*STATED GOAL A:* Update the passage about the museum studies program from "But it is the" to "by the students.", replacing "display pedestals" with "display stands".

*PROVIDED TEXT:*
++++++++++++++++++++
Curating an original exhibition (past museum studies shows have included “Romance With Nature: 19th Century American Landscapes” in 1989, “A Selection of British Paintings” in 1988 and “Masterworks from the 16th & 17th Centuries” in 1987) is only a part of the museum study program’s practical aspects. In the first year, each class--which normally has only five to seven students--selects a work of art to purchase for the Fisher Gallery’s permanent collection. A budget of $1,000 is provided for this purchase. Then in the third year, students serve internships at prestigious museums throughout the country.

But it is the hands-on preparation of the exhibition that takes up much of the students’ time during the program’s first two years. Although Holo and the art history faculty select the actual exhibitions, the rest of the work--from researching individual artworks, to building display pedestals, to sending out reception invitations--is done by the students.
++++++++++++++++++++
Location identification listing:
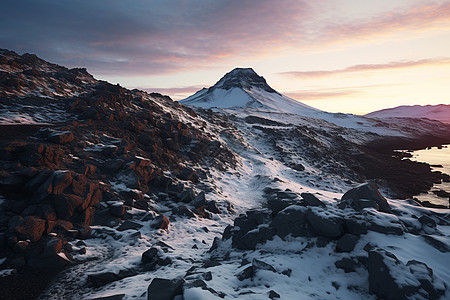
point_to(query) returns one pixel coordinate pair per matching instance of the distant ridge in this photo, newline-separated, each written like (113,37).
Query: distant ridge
(440,112)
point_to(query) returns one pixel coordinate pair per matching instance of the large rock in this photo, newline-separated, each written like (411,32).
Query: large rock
(65,205)
(312,200)
(365,195)
(347,243)
(164,289)
(249,240)
(30,228)
(251,271)
(161,222)
(292,220)
(60,137)
(325,224)
(412,281)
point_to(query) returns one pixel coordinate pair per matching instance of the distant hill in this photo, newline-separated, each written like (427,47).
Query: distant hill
(439,112)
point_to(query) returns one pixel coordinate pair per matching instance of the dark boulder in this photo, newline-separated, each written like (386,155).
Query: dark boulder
(199,200)
(30,228)
(150,255)
(347,264)
(183,211)
(129,225)
(65,205)
(427,221)
(365,195)
(276,205)
(60,137)
(212,207)
(417,278)
(347,243)
(249,240)
(160,222)
(113,297)
(356,225)
(164,289)
(325,224)
(250,271)
(312,200)
(292,220)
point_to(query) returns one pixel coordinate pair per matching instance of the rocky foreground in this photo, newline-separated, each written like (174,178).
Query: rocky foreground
(107,192)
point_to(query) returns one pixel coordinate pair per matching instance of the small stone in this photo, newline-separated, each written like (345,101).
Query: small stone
(273,294)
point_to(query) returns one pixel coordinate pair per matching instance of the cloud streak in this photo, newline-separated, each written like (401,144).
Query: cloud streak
(130,38)
(368,68)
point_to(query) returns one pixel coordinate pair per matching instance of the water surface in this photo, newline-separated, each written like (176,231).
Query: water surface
(435,157)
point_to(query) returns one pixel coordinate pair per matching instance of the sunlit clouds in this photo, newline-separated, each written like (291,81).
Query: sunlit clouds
(340,55)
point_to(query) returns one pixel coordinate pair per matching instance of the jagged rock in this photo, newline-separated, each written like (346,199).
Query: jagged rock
(101,279)
(250,271)
(188,174)
(292,220)
(312,200)
(199,200)
(129,225)
(246,273)
(65,205)
(426,220)
(47,254)
(347,243)
(196,283)
(150,255)
(363,196)
(261,265)
(387,228)
(355,225)
(112,297)
(161,222)
(55,184)
(440,244)
(276,205)
(117,210)
(273,295)
(417,278)
(347,264)
(164,289)
(60,137)
(212,207)
(249,240)
(183,211)
(186,196)
(30,228)
(324,224)
(207,276)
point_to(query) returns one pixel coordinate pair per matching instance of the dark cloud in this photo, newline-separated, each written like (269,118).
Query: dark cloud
(130,37)
(369,67)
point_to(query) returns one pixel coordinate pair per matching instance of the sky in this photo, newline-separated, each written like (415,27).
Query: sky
(352,56)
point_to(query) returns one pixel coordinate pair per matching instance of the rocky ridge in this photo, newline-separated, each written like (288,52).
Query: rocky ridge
(122,193)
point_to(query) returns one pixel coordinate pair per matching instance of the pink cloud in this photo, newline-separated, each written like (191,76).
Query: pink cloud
++++++++++++++++++++
*STATED GOAL B:* Show each line of the listing that contains the string "hill", matching case exactly.

*EXPECTED ANSWER A:*
But it is the hands-on preparation of the exhibition that takes up much of the students’ time during the program’s first two years. Although Holo and the art history faculty select the actual exhibitions, the rest of the work--from researching individual artworks, to building display stands, to sending out reception invitations--is done by the students.

*EXPECTED ANSWER B:*
point_to(query) returns one pixel coordinate pair per matching instance of the distant hill in this photo, newline-separated, each written like (427,47).
Query: distant hill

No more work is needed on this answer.